Render every one of the records below as a numbered list, one line per item, with blank lines omitted.

** SOURCE RECORDS **
******

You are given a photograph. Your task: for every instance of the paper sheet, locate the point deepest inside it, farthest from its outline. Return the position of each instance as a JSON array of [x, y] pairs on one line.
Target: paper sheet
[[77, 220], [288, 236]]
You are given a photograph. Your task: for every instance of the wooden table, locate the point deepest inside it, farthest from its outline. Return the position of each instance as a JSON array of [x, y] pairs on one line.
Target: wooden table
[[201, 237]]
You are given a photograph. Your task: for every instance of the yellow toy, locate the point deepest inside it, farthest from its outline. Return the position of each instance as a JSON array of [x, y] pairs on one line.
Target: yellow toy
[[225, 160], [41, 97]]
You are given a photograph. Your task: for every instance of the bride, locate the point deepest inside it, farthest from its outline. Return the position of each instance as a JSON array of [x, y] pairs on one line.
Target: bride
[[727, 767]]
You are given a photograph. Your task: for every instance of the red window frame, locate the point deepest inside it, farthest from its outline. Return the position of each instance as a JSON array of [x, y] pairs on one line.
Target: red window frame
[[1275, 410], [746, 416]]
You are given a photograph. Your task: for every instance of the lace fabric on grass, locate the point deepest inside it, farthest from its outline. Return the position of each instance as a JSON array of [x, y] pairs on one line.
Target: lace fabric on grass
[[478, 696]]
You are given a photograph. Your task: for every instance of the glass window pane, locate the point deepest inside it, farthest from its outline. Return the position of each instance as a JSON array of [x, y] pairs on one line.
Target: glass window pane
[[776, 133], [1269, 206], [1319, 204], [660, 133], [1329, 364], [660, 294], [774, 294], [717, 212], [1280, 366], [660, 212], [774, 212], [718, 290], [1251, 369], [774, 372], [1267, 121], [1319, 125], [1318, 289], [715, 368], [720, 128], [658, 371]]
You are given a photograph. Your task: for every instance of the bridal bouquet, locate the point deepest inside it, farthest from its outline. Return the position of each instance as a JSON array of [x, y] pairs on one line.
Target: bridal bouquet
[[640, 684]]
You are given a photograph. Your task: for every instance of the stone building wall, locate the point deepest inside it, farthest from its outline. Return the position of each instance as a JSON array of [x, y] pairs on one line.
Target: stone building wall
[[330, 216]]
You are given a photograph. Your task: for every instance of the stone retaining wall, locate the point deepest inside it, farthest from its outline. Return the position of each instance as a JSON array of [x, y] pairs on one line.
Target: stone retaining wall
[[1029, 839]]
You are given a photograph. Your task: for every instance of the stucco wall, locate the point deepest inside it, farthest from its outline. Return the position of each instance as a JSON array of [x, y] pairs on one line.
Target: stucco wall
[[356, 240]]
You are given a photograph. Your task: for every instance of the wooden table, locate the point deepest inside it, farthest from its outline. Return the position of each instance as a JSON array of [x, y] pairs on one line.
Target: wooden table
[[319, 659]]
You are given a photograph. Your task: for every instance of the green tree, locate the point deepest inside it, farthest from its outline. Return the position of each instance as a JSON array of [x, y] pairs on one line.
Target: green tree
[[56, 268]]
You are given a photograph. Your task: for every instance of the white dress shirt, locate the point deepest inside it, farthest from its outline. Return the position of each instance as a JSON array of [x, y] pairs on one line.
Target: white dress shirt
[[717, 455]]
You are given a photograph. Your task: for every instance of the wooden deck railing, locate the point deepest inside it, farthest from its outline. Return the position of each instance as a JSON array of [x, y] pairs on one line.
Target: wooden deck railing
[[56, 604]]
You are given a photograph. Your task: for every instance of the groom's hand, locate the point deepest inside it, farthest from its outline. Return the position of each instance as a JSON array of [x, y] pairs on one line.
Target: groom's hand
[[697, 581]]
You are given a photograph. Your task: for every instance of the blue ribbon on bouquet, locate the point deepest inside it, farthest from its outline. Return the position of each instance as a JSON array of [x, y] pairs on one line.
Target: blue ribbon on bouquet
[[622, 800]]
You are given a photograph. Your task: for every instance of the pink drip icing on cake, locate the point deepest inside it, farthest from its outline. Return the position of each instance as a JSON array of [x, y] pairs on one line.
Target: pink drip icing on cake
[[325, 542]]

******

** WRITTEN RESPONSE **
1. You are given a photograph. Your task: for every instance of the paper sheet, locate the point deepest inside it, farthest from its outline. Return the position of each instance as a JSON array of [x, y] pairs on one line.
2. Target: paper sheet
3. [[77, 220], [288, 236]]
4. You are given a photograph. Your task: for every instance of the wooden table, locate the point deepest inside it, farthest from its outline. Return the position of each instance as a JSON array of [x, y] pairs on one line.
5. Target: wooden table
6. [[201, 237]]
7. You are given a photograph. Your task: for every instance of the yellow toy, locate the point deepest inside it, farthest from its outline. Return the position of each instance as a JSON array of [x, y] pairs on one line.
8. Target: yellow toy
9. [[225, 160], [41, 97]]
10. You are given a photograph. Your task: for every instance of the bride, locate the point deepest inside it, farthest from its outline. Return the position of each instance as a JSON array of [x, y] pairs on one line.
11. Target: bride
12. [[727, 767]]
13. You are given a photograph. Your task: for every instance of the red window frame, locate the point deepest inside it, farthest from its outline. Return the position of each instance as a JSON array of [x, y] pairs on one line.
14. Target: red window frame
15. [[1275, 410], [746, 416]]
16. You are given a photograph. Your task: for every instance of the lace fabric on grass, locate the point deepest inside it, farthest from its outline. Return the position of each instance as a JSON array of [x, y] pairs on one line.
17. Target: lace fabric on grass
18. [[478, 696]]
19. You are given a photograph. Your task: for every instance of the glass window pane, locate the point deepest inside it, farthest from its outline. Return the position of each instance as a JSON array of [x, y] pairs on one line.
20. Target: glass window pane
21. [[776, 133], [1269, 206], [1319, 204], [660, 133], [1329, 364], [660, 294], [774, 294], [717, 212], [1280, 366], [660, 212], [774, 212], [718, 290], [1251, 369], [774, 372], [1267, 121], [1319, 125], [1318, 289], [715, 368], [720, 128], [658, 371]]
22. You are given a photograph. Your task: for every instance of the bridal bouquet, locate the point deepest inside it, farthest from its outline. Return the position of each instance as a JSON array of [x, y] pairs on one line.
23. Target: bridal bouquet
24. [[640, 684]]
25. You are given a photograph. Your task: for every instance of the stone building wall, locate the point deepest inside it, farthest from its outline. Return the position of each instance as a JSON array of [x, y] pairs on one line.
26. Target: stone building wall
27. [[330, 216]]
28. You are given a photograph. Your task: for every instance of the stone retaining wall, locate the point deepest inside it, farthest from its outline. Return the position of each instance as a JSON array of [x, y] pairs on one line.
29. Target: stone retaining wall
30. [[1029, 839]]
31. You are given a photograph. Your task: for every instance of the stucco wall, locate the point deepest inside it, farthest from its outline. Return the position of each instance as a JSON array of [x, y] pairs on one line.
32. Target: stucco wall
33. [[356, 240]]
34. You are given a photograph. Your task: for every instance of the wooden table, locate the point deepest inside it, farthest from its outline. Return the position of each instance as a JSON array of [x, y] pairs on one line.
35. Target: wooden table
36. [[319, 659]]
37. You are given a photograph. Your task: for every instance of the green tree, locate the point deepest inside it, farthest from its outline. Return the position of each instance as a JSON array of [x, y] pairs on one line.
38. Target: green tree
39. [[56, 268]]
40. You are given a photograph. Your task: for every instance of the white dress shirt, locate the point deepest inside it, farthest from its outline. Return the position of each instance as a JSON array of [x, y] pairs on one line.
41. Target: white dress shirt
42. [[717, 455]]
43. You are given a photograph. Your task: for every instance of the wooden deck railing, locate the point deepest inside it, farthest from its outline. Return the position of each instance as a JSON array of [x, y] pairs on one line.
44. Target: wooden deck railing
45. [[56, 604]]
46. You are given a photograph. Your task: for every instance of the groom's hand, locate the point deepest inside it, farthest from its outline. Return the position of each instance as a JSON array of [x, y] pairs on one line.
47. Target: groom's hand
48. [[697, 581]]
49. You are given a photograph. Your task: for every instance of the blue ribbon on bouquet, locate the point deepest inside it, farthest from its outline. Return the position of each instance as a JSON array of [x, y] pairs on one line.
50. Target: blue ribbon on bouquet
51. [[622, 800]]
52. You are given a photograph. Your task: for every instance of the pink drip icing on cake, locate the point deepest inside it, farthest from its outline. Return the position of each instance as a JSON array of [x, y] pairs on one line.
53. Target: pink drip icing on cake
54. [[325, 542]]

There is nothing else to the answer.